→ EXERCISE:
Could you rewrite the records, everything from the line containing "row: gorilla's face" down to the line containing "153], [301, 162]]]", swapping "gorilla's face" for "ape's face" and leaving all else unchanged?

→ PROVIDED DATA:
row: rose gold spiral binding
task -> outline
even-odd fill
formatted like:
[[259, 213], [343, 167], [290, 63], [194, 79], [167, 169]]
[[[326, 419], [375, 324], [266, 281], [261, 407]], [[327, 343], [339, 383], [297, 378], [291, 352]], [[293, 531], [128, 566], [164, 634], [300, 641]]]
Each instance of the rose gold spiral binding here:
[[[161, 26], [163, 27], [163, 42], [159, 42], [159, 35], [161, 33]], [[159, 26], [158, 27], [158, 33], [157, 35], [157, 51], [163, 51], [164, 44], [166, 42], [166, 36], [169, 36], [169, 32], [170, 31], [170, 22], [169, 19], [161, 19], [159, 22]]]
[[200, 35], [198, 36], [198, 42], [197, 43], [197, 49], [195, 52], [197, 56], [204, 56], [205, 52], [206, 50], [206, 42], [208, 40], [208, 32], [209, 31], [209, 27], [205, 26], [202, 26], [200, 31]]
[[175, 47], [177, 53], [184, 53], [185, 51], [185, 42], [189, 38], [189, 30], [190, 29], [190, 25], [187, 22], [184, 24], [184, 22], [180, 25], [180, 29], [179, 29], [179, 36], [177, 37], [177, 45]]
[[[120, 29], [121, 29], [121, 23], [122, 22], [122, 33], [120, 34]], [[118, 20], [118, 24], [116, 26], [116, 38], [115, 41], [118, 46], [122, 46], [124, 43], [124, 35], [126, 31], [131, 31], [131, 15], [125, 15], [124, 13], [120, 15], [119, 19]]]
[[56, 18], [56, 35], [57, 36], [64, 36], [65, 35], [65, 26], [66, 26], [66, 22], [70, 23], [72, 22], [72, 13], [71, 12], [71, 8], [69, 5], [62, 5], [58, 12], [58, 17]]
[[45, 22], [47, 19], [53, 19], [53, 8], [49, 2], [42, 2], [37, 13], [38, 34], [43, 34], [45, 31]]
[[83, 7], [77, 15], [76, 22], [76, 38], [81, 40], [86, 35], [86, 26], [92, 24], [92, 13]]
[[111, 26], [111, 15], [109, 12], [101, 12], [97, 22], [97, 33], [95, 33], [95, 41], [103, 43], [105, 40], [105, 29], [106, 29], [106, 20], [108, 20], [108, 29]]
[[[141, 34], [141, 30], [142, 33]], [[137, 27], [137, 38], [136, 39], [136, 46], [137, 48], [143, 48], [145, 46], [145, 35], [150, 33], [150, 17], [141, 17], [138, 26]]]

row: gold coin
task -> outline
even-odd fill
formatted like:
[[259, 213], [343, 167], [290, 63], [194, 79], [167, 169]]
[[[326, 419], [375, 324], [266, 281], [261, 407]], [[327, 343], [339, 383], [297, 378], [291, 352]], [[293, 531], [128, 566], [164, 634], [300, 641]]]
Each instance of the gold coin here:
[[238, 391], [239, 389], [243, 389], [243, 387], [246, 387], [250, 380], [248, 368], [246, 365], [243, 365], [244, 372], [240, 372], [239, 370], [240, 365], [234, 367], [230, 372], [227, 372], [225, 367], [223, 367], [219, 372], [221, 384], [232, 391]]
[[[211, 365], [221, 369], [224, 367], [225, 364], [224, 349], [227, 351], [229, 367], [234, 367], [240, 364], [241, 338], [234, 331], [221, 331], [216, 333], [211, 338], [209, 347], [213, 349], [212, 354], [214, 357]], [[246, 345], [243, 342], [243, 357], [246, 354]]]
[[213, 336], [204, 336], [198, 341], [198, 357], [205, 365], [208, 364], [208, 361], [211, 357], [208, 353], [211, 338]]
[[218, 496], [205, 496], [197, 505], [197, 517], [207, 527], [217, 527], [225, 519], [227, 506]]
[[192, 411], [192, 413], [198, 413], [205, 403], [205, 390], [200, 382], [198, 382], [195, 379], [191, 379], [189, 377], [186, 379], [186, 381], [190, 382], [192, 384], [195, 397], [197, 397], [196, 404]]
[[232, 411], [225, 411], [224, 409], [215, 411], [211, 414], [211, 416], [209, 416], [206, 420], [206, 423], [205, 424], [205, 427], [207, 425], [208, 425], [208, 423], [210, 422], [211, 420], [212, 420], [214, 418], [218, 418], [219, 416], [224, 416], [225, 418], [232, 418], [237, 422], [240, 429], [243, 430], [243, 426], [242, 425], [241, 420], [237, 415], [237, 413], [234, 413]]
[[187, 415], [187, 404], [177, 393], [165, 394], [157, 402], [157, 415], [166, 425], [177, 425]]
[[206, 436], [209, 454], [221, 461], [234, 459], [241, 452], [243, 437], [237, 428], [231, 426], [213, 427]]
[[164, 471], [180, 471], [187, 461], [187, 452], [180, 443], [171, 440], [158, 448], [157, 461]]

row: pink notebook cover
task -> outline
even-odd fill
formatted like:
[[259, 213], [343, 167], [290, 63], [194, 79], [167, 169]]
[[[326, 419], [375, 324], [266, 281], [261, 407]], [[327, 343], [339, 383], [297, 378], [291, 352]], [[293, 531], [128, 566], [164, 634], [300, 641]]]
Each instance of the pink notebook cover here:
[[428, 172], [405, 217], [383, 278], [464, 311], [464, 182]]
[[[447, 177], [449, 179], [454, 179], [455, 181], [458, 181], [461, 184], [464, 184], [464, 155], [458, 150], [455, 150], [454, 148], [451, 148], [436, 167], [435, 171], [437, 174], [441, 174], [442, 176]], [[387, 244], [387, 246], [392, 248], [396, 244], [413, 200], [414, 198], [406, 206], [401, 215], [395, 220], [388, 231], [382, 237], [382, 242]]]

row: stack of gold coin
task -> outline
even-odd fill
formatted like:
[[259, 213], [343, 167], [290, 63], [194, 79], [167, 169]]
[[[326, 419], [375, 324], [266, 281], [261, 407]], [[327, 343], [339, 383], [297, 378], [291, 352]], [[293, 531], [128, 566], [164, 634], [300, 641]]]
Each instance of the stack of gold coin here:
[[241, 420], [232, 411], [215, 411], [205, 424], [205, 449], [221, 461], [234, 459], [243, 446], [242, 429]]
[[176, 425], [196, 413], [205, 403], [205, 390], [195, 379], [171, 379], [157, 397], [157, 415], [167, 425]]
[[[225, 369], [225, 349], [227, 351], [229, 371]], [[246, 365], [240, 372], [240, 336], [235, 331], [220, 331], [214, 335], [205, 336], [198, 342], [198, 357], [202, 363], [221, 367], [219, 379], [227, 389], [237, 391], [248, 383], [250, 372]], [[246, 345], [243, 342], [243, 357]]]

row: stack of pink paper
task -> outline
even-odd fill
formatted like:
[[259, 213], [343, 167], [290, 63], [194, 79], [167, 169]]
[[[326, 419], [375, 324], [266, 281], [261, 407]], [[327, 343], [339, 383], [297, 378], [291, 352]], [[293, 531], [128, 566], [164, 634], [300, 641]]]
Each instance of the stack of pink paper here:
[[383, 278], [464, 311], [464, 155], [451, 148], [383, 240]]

* * *

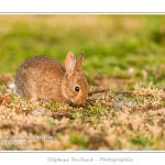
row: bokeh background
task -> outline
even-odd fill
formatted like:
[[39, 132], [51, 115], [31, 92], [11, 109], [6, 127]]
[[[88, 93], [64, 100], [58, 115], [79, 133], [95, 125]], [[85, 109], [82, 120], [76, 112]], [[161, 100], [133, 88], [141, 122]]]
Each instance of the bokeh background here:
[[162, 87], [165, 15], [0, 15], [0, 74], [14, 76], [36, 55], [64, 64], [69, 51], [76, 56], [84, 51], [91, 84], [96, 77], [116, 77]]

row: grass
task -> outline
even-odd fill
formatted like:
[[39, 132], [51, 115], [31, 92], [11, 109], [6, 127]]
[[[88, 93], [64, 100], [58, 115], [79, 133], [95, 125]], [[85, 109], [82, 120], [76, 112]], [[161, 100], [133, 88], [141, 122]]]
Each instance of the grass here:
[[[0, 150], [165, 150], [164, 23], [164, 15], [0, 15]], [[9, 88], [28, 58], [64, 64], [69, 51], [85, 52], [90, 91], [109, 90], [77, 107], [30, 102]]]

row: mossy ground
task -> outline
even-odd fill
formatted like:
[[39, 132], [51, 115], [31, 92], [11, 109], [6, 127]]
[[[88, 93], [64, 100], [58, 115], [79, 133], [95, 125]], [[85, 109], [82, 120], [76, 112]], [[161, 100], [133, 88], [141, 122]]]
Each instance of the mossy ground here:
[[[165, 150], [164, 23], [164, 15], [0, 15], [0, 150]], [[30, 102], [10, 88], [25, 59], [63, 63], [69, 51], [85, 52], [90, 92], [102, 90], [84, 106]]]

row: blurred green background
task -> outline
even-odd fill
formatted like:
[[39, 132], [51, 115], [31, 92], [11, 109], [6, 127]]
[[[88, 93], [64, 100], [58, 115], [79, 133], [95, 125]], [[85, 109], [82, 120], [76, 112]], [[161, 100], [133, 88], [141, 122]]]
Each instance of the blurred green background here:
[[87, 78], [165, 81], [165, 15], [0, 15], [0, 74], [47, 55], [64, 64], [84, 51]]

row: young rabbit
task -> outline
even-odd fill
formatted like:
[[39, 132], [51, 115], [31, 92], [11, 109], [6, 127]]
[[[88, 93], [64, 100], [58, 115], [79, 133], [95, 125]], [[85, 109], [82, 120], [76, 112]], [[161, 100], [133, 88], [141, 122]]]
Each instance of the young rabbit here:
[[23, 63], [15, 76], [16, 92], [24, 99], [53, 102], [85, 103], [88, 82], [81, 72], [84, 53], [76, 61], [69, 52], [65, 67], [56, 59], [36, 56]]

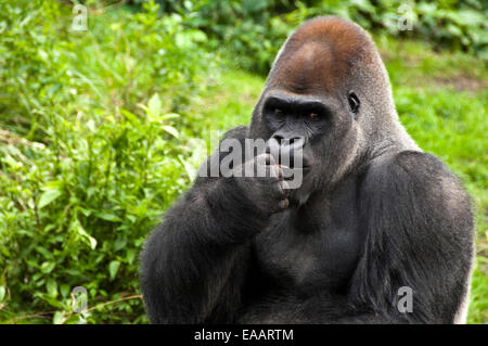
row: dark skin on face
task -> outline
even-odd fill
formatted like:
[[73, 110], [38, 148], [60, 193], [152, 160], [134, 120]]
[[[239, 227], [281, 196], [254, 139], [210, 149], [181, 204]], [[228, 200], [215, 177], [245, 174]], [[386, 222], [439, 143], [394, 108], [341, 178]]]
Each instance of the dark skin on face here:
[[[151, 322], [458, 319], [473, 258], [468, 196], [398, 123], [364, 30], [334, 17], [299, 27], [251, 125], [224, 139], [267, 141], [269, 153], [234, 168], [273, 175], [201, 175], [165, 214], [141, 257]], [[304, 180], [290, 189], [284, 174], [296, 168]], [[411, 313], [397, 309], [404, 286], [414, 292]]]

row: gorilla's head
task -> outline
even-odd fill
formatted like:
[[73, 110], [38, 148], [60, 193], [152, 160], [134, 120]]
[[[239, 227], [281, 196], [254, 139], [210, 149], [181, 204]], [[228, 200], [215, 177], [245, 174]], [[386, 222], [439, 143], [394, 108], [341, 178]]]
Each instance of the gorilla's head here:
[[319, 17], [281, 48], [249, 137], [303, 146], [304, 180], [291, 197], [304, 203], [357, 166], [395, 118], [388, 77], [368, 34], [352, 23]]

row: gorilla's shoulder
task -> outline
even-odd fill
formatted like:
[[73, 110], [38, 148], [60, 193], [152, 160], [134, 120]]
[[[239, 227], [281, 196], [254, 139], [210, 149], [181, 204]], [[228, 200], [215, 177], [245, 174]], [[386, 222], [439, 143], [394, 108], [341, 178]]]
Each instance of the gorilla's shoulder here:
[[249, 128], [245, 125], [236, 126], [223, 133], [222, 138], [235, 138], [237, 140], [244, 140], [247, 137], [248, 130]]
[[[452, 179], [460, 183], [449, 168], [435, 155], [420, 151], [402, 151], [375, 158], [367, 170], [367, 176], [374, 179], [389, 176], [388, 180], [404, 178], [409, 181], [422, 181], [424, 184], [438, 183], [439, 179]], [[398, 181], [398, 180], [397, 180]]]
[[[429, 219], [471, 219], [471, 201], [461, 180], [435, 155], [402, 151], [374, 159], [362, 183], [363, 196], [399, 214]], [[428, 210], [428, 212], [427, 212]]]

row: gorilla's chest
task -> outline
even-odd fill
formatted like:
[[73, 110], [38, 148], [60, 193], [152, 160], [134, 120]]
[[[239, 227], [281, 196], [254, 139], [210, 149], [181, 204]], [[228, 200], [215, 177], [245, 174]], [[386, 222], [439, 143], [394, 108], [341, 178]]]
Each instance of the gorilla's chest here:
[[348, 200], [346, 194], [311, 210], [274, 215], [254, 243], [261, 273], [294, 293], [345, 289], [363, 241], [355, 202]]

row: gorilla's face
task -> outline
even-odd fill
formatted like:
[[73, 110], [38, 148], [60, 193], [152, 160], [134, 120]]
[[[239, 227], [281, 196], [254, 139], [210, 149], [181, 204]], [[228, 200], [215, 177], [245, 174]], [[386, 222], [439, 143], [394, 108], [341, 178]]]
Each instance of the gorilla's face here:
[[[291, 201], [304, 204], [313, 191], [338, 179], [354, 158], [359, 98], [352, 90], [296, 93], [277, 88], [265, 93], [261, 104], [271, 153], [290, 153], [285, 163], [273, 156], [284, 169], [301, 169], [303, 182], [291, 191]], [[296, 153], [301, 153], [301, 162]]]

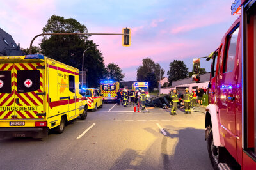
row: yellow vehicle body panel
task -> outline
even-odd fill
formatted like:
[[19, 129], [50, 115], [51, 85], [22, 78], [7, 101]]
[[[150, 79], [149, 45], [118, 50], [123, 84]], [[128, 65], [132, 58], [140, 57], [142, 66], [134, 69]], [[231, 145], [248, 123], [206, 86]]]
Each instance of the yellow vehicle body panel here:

→ CORRECT RESULT:
row: ape's face
task -> outline
even-odd fill
formatted like:
[[73, 110], [38, 148], [60, 193], [152, 160], [134, 120]]
[[[239, 227], [281, 196], [254, 139], [210, 149], [181, 204]], [[228, 200], [215, 177], [245, 174]], [[386, 222], [439, 143], [394, 108], [341, 178]]]
Each instance of the ape's face here:
[[[291, 201], [304, 204], [313, 191], [338, 179], [354, 158], [359, 98], [352, 90], [296, 93], [277, 88], [265, 93], [261, 104], [271, 153], [290, 153], [285, 163], [273, 156], [284, 169], [301, 169], [303, 182], [291, 191]], [[296, 153], [301, 153], [301, 162]]]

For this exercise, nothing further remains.